= Testo da esaminare =
┌──
Israele diventerà una teocrazia? I partiti religiosi sono i principali vincitori delle elezioni

Judy Maltz

3 novembre 2022 – Haaretz

Israele si appresta ad avere il governo più clericale di sempre, per cui le richieste di haredi e ortodossi probabilmente saranno una priorità della nuova coalizione di Netanyahu, minacciando le precedenti riforme

Salvo eventuali sorprese dell’ultimo minuto, il prossimo governo israeliano sarà di gran lunga il più confessionale della sua storia.

Dei quattro partiti che si prevede faranno parte della nuova coalizione, tre sono religiosi. Due di questi, United Torah Judaism [Ebraismo Unito per la Torah], i cui elettori sono principalmente ashkenaziti [ebrei di origine europea, ndt.] e lo Shas, il cui elettorato è prevalentemente sefardita [ebrei originari dei Paesi musulmani, ndt.], sono partiti ultra-ortodossi che escludono le donne dalle loro liste elettorali. Il terzo, Religious Zionism [Sionismo religioso], l’unione di tre partiti di estrema destra tra i cui dirigenti c’è un discepolo del defunto rabbino suprematista ebraico Meir Kahane, si colloca sul versante tradizionalista dello spettro religioso, tendenzialmente ultra-ortodosso.
└──
= Obiettivo =
Secondo l'articolo sulle elezioni israeliane, quali due partiti escludono le donne dalle loro liste elettorali?

= I dati =
┌──
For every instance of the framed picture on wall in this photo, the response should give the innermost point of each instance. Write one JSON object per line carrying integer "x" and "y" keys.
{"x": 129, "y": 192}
└──
= Risposta =
United Torah Judaism e lo Shas.